**Records provided**
+---+
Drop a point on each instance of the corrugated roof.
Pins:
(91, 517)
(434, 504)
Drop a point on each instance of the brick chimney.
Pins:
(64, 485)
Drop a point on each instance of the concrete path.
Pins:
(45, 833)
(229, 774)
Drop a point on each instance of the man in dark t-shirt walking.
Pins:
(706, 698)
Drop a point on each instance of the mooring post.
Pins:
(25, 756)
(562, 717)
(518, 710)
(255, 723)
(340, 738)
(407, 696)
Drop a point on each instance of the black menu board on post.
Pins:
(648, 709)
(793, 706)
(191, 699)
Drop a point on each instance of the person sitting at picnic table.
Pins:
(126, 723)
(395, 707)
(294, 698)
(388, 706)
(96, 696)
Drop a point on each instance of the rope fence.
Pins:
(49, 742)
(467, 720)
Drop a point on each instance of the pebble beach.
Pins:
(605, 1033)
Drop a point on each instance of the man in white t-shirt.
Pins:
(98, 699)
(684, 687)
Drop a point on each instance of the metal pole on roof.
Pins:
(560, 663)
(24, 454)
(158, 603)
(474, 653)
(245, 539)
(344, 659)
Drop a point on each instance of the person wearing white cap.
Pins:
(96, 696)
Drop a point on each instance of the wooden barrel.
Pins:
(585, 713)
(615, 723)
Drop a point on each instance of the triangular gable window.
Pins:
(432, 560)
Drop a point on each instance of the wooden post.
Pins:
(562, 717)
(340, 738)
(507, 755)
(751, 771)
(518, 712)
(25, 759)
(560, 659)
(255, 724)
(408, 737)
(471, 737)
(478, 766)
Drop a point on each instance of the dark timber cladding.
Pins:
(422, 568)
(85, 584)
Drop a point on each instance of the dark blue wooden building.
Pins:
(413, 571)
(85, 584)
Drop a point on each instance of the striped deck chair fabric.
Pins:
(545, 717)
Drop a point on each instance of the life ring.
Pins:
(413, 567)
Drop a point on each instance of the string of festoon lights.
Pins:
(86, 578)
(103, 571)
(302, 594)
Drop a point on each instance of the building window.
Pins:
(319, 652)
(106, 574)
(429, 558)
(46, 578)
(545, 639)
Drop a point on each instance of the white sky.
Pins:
+---+
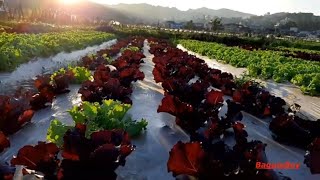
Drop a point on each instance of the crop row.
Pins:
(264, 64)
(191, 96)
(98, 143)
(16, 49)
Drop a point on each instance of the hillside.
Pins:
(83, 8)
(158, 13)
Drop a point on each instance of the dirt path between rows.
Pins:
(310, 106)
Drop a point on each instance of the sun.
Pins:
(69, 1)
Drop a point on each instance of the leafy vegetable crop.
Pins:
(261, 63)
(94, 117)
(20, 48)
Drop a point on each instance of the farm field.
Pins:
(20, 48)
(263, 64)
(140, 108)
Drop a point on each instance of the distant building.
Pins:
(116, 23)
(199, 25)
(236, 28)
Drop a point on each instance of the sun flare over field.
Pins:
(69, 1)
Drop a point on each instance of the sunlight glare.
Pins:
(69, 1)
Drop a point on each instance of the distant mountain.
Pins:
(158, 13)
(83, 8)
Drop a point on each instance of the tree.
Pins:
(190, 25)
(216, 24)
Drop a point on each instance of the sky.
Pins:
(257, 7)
+---+
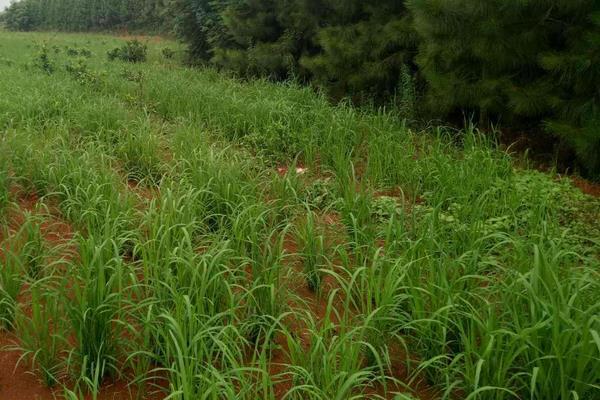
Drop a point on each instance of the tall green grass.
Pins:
+---+
From the data above, copy each line with the string "window" in it.

**Written reply**
Drop a point on each instance of the triangular gable window.
Drop a point on each instance of the building window.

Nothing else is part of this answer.